§ **Given passage**:

Segment Open

The Maltese honey bee, Apis mellifera ruttneri, is a subspecies of the western honey bee, endemic to the Maltese islands which are situated in the Mediterranean Sea.

Origin 
The A. m. ruttneri evolved into a distinct subspecies when the Maltese islands were cut off from Sicily at the end of the last ice age, belonging to the A Lineage of Apis mellifera and therefore being more closely related to African lineage rather than to the European C Lineage. The production of honey by the Maltese bee has likely contributed to the islands name as the ancient Greeks called the island  (Melitē) meaning "honey-sweet".

Character and behaviour 

The bee is of relatively dark colour and has shown an ability to defend itself against local predacious wasps, a behavior also reported in the related A. m. sicula, but not observed in imported A. m. ligustica bees. It was also observed to abscond during times of dearth and produce large numbers of queen cells prior to swarming (up to 80).

In a comparison study on the island of Malta against the A. m. ligustica, the A. m. ruttneri showed significantly greater tolerance (all the A. m. ruttneri hives were still alive after 23 months, while all the A. m. ligustica hives died within a year) and resistance (by measuring the Hygienic trait with a Pin Test, the A. m. ruttneri had 50% higher results) towards the Varroa destructor mite. Also the A. m. ruttneri produced over three times the yield of honey when compared to the A. m. ligustica bees during the late season. However the A. m. ruttneri was observed to be more aggressive and less calm on the comb during inspections, and they appeared to continue to rear brood and maintain a higher population during the winters months on Malta.

Segment Closed

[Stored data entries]
Segment Open

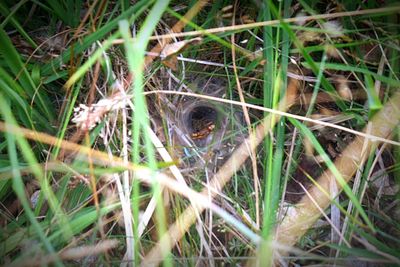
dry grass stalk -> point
(253, 154)
(223, 176)
(272, 23)
(306, 212)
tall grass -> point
(130, 187)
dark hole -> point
(200, 117)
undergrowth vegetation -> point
(199, 133)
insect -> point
(208, 128)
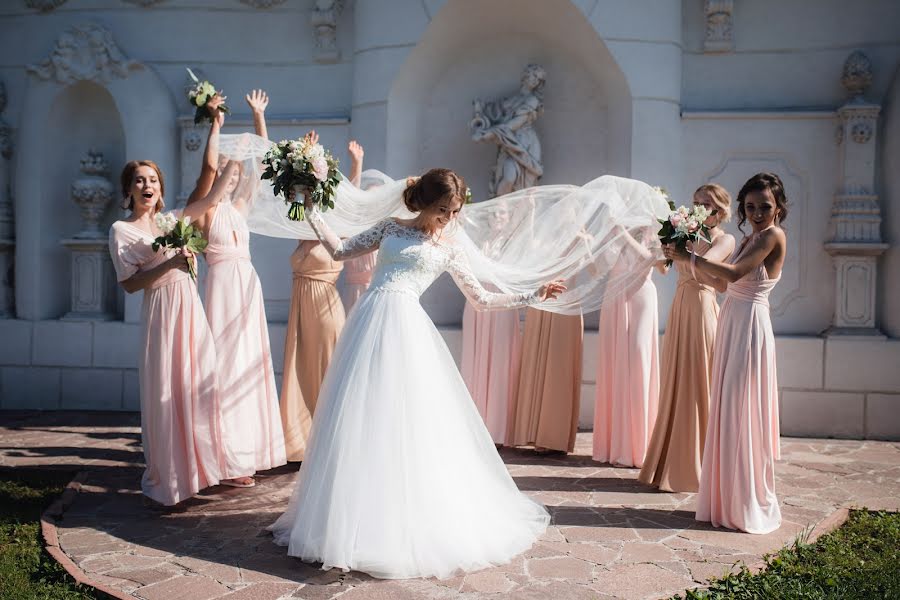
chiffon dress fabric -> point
(252, 437)
(737, 482)
(672, 462)
(314, 325)
(401, 478)
(627, 391)
(548, 388)
(180, 412)
(491, 353)
(357, 277)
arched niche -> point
(888, 306)
(83, 116)
(146, 117)
(478, 50)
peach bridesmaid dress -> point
(548, 389)
(357, 277)
(672, 462)
(627, 377)
(492, 351)
(252, 438)
(314, 324)
(737, 483)
(178, 376)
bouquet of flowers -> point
(300, 166)
(178, 234)
(199, 95)
(683, 225)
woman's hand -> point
(551, 290)
(212, 107)
(356, 152)
(673, 253)
(180, 260)
(258, 100)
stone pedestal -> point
(7, 291)
(856, 243)
(93, 282)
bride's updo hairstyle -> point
(432, 187)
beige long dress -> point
(314, 324)
(676, 447)
(545, 411)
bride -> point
(401, 478)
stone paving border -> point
(610, 539)
(55, 511)
(49, 519)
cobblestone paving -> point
(610, 537)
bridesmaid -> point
(737, 484)
(180, 411)
(252, 437)
(315, 321)
(627, 373)
(357, 271)
(548, 388)
(491, 353)
(673, 457)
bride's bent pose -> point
(401, 478)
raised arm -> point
(211, 152)
(356, 157)
(482, 299)
(258, 101)
(360, 244)
(198, 209)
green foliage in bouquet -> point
(199, 95)
(296, 163)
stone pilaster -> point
(856, 243)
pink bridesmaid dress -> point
(627, 377)
(252, 437)
(178, 375)
(492, 351)
(737, 479)
(357, 277)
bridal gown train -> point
(401, 478)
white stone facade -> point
(674, 92)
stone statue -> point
(509, 123)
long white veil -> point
(600, 237)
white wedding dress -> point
(401, 478)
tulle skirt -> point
(401, 478)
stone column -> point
(7, 225)
(856, 241)
(93, 281)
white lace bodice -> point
(408, 261)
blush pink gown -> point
(492, 351)
(180, 409)
(252, 437)
(627, 377)
(737, 480)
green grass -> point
(859, 560)
(27, 572)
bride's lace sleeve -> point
(358, 245)
(482, 299)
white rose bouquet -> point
(683, 225)
(199, 95)
(178, 234)
(302, 166)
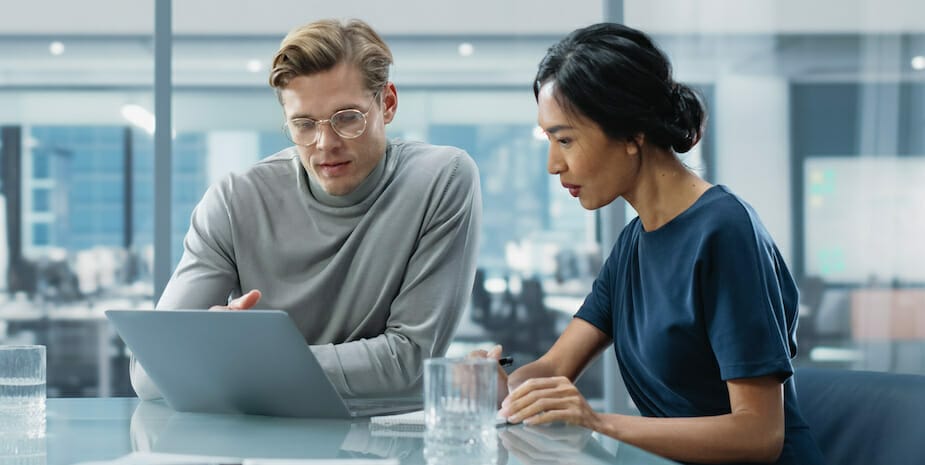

Segment Closed

§ **Exercise directions**:
Turn the paragraph of the Maltese honey bee text that begins "In a comparison study" into a short list that keeps its main facts.

§ **Task response**:
- Compared with A. m. ligustica on Malta, A. m. ruttneri showed significantly greater tolerance of the Varroa destructor mite. All A. m. ruttneri hives were still alive after 23 months, while all A. m. ligustica hives died within a year.
- It also showed greater resistance to the mite, with 50% higher results for the Hygienic trait on a Pin Test.
- In the late season it produced over three times as much honey.
- It was more aggressive and less calm on the comb during inspections.
- It appeared to keep rearing brood and to maintain a higher population during Malta's winter months.